[Begin Provided records]

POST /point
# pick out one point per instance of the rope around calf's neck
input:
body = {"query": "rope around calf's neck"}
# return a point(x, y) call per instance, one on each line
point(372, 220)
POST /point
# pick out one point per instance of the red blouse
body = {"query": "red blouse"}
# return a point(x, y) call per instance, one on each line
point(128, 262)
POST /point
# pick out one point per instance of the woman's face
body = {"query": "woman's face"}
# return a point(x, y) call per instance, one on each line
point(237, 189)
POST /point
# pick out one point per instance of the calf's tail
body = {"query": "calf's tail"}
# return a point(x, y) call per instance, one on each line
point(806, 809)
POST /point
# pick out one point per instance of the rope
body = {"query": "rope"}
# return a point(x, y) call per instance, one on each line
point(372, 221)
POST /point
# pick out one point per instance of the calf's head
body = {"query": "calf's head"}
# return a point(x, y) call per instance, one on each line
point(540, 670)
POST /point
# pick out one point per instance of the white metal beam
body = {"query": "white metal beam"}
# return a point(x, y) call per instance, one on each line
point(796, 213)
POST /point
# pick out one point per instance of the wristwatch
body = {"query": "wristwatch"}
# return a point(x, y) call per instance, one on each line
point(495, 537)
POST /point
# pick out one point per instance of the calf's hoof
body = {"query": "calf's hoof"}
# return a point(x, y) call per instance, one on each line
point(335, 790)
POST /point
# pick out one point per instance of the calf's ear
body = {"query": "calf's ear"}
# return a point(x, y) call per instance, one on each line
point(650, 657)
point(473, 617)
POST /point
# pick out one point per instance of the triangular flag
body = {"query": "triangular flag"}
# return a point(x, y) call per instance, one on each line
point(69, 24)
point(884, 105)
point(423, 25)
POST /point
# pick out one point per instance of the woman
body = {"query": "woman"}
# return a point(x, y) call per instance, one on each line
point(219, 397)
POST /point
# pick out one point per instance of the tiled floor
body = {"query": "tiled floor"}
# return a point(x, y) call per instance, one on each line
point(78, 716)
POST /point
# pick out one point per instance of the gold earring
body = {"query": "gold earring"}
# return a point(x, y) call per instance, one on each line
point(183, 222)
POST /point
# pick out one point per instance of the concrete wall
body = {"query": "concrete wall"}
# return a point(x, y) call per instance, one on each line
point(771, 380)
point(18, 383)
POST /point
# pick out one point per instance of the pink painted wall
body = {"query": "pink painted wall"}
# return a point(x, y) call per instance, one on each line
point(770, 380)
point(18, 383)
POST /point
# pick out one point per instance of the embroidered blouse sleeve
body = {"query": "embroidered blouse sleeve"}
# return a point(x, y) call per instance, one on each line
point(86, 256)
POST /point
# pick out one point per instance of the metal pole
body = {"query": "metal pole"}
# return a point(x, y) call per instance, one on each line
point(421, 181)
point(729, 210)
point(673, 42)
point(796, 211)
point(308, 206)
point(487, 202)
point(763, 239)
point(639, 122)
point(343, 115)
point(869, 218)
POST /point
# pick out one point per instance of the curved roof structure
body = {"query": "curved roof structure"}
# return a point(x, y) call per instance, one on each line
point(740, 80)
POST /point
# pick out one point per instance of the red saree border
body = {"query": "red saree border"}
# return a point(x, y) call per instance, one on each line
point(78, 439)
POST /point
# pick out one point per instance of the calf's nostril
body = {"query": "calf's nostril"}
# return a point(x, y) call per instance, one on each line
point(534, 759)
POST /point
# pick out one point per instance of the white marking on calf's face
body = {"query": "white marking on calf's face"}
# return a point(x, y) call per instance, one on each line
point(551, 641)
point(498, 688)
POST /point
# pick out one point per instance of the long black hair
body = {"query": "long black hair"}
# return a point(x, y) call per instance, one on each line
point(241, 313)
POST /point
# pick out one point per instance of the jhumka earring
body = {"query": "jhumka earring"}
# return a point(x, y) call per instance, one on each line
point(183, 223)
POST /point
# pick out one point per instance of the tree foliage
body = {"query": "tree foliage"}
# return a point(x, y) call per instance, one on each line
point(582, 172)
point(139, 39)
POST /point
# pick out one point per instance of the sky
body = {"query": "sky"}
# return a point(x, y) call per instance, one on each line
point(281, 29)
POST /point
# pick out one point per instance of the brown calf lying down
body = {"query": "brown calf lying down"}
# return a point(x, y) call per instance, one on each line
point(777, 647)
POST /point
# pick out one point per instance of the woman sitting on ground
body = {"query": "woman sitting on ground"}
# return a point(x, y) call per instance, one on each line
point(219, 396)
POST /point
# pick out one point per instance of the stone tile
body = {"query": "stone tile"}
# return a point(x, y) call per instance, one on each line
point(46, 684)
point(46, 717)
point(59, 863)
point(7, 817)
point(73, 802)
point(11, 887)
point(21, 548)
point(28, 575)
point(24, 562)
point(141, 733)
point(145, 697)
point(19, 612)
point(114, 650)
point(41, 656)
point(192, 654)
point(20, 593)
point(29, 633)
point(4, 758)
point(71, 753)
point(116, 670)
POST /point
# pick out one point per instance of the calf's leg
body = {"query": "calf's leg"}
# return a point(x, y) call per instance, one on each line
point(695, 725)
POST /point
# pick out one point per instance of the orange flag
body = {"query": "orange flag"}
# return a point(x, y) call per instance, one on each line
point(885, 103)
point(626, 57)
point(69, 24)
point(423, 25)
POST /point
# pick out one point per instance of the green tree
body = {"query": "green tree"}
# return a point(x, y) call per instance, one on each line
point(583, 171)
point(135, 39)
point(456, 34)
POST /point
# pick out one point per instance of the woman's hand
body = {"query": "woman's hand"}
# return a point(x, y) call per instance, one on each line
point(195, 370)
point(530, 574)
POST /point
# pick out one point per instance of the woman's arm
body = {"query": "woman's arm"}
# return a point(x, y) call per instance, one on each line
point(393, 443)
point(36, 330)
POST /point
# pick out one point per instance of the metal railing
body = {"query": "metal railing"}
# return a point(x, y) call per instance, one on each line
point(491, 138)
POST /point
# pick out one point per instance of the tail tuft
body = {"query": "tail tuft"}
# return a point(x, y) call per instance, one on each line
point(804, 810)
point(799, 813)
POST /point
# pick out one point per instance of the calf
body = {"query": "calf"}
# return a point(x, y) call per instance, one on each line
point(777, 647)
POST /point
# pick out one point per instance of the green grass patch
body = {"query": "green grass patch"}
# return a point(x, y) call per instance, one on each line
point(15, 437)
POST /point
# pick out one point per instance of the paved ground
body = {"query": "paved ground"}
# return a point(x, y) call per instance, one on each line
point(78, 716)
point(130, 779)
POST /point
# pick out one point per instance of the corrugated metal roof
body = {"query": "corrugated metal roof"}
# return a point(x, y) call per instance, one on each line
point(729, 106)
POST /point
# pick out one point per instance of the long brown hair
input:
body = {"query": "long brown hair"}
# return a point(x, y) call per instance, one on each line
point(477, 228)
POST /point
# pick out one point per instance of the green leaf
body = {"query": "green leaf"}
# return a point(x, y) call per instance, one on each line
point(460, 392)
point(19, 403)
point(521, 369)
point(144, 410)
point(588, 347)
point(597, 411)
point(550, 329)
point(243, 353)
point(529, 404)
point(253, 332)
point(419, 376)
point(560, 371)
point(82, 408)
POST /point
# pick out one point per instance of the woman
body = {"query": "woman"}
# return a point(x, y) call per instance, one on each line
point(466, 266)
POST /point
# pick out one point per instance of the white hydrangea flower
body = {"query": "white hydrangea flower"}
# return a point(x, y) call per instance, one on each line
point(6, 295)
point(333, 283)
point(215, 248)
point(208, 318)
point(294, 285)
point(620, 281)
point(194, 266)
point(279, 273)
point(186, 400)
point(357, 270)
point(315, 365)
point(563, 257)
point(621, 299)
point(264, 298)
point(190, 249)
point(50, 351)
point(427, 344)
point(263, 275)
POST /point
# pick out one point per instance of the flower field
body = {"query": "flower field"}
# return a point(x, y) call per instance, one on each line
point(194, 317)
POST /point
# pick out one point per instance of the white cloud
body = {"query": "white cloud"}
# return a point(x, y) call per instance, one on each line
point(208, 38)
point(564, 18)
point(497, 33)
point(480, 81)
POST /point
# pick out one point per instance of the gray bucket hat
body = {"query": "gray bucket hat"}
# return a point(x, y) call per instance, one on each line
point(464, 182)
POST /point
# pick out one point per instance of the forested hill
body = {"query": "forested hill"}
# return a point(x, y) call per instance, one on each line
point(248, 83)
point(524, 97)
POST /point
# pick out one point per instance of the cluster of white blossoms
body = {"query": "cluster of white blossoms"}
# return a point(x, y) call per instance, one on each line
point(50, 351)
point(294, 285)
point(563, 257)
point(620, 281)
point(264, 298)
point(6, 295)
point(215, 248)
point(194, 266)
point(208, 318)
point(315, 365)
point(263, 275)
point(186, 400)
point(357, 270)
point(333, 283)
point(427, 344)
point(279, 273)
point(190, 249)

[End Provided records]
[Begin Provided records]

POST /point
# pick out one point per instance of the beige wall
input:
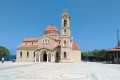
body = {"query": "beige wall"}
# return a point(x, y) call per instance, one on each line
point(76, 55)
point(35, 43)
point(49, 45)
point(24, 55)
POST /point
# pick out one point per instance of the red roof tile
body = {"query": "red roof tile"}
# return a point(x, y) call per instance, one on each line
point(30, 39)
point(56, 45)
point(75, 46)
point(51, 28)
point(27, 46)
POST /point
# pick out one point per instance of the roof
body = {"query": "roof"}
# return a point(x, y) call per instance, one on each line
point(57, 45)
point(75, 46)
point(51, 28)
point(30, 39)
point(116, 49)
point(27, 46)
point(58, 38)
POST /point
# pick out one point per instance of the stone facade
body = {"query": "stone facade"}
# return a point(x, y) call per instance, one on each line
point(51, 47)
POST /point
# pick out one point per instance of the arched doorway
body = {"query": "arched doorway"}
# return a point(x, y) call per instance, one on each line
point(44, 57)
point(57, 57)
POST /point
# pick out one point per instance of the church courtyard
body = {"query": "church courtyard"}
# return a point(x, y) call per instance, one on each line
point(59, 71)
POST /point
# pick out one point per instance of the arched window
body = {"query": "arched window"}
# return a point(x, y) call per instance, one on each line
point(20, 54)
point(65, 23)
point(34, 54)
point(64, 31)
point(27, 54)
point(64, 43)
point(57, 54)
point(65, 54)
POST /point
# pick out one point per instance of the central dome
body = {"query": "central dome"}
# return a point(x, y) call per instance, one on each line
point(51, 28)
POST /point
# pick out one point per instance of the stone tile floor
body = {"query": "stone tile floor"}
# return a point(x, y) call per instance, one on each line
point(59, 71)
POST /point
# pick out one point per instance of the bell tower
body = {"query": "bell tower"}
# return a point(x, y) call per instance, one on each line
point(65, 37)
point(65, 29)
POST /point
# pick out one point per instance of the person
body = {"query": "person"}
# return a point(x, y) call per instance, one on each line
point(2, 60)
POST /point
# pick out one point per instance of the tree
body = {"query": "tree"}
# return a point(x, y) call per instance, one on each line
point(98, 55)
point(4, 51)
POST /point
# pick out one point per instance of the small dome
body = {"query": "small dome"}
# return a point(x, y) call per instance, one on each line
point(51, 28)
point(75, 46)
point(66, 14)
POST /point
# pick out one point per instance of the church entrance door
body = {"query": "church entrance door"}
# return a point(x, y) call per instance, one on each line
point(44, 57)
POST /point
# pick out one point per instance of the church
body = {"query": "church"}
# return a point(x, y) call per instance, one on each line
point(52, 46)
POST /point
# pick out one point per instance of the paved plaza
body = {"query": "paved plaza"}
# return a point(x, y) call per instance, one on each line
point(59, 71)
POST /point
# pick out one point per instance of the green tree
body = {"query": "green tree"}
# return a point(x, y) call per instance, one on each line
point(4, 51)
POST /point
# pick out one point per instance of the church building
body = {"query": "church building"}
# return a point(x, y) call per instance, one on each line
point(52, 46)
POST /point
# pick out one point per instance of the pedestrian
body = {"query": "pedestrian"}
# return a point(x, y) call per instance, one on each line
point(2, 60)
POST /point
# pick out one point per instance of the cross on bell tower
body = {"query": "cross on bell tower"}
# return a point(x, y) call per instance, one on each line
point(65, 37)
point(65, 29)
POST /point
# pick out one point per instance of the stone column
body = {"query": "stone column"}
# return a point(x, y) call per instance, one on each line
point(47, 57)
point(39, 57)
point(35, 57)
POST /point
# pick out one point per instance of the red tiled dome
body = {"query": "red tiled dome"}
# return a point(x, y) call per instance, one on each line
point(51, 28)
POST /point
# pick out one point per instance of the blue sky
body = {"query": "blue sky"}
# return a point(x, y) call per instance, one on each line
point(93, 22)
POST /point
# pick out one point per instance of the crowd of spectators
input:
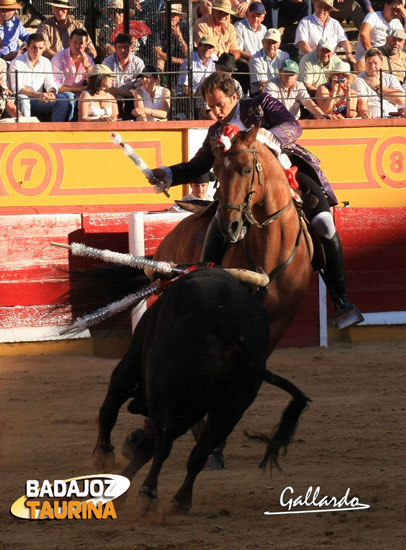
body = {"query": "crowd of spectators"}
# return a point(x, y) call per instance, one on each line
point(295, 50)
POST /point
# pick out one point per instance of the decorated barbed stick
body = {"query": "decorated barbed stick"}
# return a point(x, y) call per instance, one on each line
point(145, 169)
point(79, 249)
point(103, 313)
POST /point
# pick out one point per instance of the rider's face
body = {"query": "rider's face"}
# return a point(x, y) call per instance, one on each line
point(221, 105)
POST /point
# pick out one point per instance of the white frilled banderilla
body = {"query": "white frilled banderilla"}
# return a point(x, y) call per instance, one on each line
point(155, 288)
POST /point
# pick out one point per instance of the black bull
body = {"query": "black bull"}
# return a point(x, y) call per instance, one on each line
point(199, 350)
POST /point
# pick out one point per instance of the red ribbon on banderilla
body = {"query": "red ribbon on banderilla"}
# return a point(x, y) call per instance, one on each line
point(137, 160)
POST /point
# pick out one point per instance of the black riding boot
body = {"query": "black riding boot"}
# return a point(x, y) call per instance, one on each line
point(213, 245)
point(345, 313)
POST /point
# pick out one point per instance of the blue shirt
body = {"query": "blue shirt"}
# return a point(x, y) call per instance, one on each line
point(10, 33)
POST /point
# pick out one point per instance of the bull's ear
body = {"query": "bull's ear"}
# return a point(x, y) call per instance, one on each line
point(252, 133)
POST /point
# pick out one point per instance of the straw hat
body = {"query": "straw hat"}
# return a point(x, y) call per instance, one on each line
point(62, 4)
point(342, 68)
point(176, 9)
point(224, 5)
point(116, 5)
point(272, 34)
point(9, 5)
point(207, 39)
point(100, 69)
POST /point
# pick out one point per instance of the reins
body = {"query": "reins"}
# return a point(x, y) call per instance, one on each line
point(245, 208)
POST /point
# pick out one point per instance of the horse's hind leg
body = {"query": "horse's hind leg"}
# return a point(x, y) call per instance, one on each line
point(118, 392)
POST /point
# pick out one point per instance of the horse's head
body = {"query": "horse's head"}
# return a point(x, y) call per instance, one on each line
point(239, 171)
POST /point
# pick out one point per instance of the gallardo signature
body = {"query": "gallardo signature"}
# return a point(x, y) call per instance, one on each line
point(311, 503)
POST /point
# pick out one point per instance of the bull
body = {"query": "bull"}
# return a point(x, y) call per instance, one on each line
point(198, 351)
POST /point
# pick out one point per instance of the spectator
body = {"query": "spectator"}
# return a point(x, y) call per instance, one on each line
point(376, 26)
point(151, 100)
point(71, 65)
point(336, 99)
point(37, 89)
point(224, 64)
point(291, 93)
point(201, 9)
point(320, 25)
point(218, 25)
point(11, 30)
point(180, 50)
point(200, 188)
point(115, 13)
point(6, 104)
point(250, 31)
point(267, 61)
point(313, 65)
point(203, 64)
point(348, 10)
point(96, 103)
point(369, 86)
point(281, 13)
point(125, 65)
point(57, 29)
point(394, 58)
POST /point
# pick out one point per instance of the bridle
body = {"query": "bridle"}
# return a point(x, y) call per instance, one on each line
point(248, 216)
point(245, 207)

[End Provided records]
[Begin Provided records]

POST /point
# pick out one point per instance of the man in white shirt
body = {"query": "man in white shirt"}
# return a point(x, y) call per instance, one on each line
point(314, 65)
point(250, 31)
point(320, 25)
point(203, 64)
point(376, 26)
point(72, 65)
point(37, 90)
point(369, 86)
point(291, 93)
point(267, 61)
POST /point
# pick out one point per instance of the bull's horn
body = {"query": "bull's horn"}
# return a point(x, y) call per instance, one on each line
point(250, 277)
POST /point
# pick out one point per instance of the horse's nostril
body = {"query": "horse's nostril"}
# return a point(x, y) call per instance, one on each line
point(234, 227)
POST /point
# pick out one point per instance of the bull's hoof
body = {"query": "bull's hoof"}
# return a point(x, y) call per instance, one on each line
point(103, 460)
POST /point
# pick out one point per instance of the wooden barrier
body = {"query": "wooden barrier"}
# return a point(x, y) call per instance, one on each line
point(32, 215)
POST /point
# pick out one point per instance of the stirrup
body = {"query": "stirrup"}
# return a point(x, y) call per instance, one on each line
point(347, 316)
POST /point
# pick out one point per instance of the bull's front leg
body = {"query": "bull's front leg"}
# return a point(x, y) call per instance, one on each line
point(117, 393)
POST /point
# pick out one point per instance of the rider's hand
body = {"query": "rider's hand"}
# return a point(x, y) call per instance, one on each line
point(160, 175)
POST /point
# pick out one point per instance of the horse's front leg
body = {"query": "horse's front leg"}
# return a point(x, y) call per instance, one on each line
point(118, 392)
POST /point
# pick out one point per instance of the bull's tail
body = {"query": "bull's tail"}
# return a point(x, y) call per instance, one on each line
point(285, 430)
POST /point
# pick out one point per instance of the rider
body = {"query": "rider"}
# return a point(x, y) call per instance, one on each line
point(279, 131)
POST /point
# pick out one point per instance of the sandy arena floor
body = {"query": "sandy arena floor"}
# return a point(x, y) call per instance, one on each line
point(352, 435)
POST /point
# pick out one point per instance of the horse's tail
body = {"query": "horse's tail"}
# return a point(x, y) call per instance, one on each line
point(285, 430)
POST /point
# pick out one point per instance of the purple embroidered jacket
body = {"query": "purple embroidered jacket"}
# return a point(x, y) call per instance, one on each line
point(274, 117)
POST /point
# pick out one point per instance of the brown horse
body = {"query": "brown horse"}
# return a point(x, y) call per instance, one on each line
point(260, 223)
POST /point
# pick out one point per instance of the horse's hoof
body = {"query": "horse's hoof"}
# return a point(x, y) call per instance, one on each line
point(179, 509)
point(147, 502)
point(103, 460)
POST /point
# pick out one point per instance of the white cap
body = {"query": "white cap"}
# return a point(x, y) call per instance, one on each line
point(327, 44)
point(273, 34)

[End Provided records]

• [Aim of the exercise]
From the rows above, pull out every line that contains the word "concrete". Reproduce each of those lines in full.

• [Exercise response]
# pick out one point per instance of the concrete wall
body = {"query": "concrete wall"}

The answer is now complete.